Stated goal: Return every one of the records below verbatim, keeping each line unchanged and in its original order.
══ Given data
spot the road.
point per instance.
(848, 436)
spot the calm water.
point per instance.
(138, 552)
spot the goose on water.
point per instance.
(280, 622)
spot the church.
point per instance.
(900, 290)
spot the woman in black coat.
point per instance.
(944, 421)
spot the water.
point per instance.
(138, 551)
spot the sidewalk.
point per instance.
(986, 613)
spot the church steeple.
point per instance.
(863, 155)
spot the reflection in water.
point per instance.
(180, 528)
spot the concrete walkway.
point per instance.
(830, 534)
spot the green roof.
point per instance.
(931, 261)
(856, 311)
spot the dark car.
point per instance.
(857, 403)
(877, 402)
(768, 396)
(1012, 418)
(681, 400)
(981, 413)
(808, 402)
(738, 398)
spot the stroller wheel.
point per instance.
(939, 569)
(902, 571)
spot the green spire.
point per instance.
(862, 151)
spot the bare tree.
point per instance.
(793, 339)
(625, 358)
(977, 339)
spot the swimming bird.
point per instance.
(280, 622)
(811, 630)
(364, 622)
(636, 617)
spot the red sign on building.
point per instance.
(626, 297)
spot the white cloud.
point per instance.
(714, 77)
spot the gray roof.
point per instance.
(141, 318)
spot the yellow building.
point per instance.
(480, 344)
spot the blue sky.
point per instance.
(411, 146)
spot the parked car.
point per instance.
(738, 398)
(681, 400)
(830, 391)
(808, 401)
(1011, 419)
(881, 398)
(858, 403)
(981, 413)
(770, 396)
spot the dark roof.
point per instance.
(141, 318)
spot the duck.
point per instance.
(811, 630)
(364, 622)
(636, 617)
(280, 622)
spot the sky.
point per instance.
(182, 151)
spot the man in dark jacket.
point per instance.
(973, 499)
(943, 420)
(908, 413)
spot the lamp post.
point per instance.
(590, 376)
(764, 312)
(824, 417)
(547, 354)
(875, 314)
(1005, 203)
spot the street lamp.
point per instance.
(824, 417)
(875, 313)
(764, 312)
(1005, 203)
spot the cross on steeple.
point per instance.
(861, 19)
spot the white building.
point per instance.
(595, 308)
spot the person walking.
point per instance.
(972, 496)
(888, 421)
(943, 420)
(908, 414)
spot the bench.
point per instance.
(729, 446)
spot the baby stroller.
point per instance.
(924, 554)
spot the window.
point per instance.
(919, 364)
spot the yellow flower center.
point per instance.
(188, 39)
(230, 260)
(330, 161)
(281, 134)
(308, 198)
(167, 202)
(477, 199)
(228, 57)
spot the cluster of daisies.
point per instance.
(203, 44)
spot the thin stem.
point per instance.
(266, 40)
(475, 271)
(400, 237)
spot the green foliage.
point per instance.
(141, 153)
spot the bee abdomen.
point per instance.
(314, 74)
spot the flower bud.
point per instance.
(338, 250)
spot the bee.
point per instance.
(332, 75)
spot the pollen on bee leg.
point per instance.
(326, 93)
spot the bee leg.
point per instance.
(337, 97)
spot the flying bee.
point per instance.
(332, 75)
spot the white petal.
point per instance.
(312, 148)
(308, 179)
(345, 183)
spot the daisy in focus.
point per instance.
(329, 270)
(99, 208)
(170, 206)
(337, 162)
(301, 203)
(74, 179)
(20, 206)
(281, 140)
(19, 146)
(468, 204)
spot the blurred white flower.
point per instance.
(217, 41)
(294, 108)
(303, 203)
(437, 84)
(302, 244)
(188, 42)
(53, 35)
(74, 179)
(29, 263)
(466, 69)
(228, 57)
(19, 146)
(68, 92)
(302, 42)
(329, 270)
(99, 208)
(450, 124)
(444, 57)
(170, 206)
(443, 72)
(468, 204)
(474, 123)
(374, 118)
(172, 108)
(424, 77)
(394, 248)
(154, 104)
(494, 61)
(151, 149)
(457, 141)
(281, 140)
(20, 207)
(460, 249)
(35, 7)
════
Written response:
spot the road.
point per instance.
(848, 436)
spot the calm water.
point per instance.
(138, 552)
spot the goose on water.
point per instance.
(280, 622)
spot the church.
point per instance.
(900, 290)
spot the woman in black coat.
point per instance.
(944, 421)
spot the water.
point per instance.
(138, 551)
spot the sidewalk.
point per instance.
(986, 613)
spot the church steeple.
point per instance.
(863, 155)
spot the reflection in water.
point per instance.
(180, 528)
spot the concrete walkway.
point per instance.
(830, 534)
spot the green roof.
point per instance.
(931, 261)
(856, 311)
spot the dark car.
point per instance.
(857, 403)
(877, 402)
(768, 396)
(1012, 418)
(681, 400)
(981, 413)
(808, 402)
(738, 398)
spot the stroller wheel.
point per instance.
(939, 569)
(902, 571)
spot the green spire.
point per instance.
(862, 151)
spot the bare tree.
point per instance.
(793, 339)
(625, 358)
(977, 339)
spot the swimming bird.
point per instance.
(280, 622)
(811, 630)
(364, 622)
(636, 617)
spot the red sign on building.
point per instance.
(626, 297)
spot the white cloud.
point per instance.
(714, 77)
spot the gray roof.
point per instance.
(141, 318)
spot the yellow building.
point per instance.
(480, 344)
spot the blue sky.
point per instance.
(411, 146)
spot the parked car.
point per instance.
(738, 398)
(681, 400)
(830, 391)
(808, 401)
(1011, 419)
(881, 398)
(858, 403)
(981, 413)
(770, 396)
spot the dark roof.
point per instance.
(141, 318)
spot the duck.
point per instance.
(811, 630)
(364, 622)
(636, 617)
(280, 622)
spot the sky.
point per instance.
(182, 151)
spot the man in dark jacket.
point per instance.
(973, 499)
(943, 420)
(908, 413)
spot the lamp post.
point per instance.
(590, 376)
(764, 312)
(824, 417)
(547, 354)
(875, 314)
(1005, 203)
spot the street lamp.
point per instance.
(824, 417)
(875, 313)
(764, 312)
(1005, 203)
spot the cross on steeple.
point per instance.
(861, 19)
spot the white building.
point per instance.
(595, 308)
spot the person walking.
point per instance.
(972, 496)
(888, 421)
(943, 420)
(908, 414)
spot the bench.
point per instance.
(729, 446)
spot the baby stroller.
point per instance.
(924, 554)
spot the window.
point per instance.
(919, 364)
spot the yellow flower center.
point per instance.
(188, 39)
(230, 260)
(330, 161)
(281, 134)
(308, 198)
(167, 202)
(477, 199)
(228, 57)
spot the cluster of daisies.
point per instance.
(203, 44)
spot the thin stem.
point per instance.
(266, 40)
(475, 271)
(400, 237)
spot the green foliage.
point per instance.
(141, 153)
spot the bee abdomen.
point per instance.
(314, 74)
spot the flower bud.
point per instance.
(338, 250)
spot the bee.
point per instance.
(332, 75)
spot the pollen on bee leg.
point per instance.
(326, 93)
spot the bee leg.
point per instance.
(337, 97)
spot the flying bee.
point per instance.
(332, 75)
spot the white petal.
point per instance.
(312, 148)
(308, 179)
(345, 183)
spot the daisy in focus.
point per instance.
(329, 270)
(99, 208)
(170, 206)
(337, 162)
(301, 203)
(74, 179)
(20, 206)
(281, 140)
(19, 146)
(468, 204)
spot the blurred white flower.
point per instance.
(217, 41)
(294, 108)
(303, 203)
(437, 84)
(302, 244)
(188, 42)
(53, 35)
(74, 179)
(29, 263)
(466, 69)
(228, 57)
(19, 146)
(68, 92)
(302, 42)
(329, 270)
(99, 208)
(450, 124)
(444, 57)
(170, 206)
(443, 72)
(468, 204)
(474, 123)
(374, 118)
(172, 108)
(424, 77)
(394, 248)
(154, 104)
(494, 61)
(151, 149)
(457, 141)
(281, 140)
(20, 207)
(460, 249)
(35, 7)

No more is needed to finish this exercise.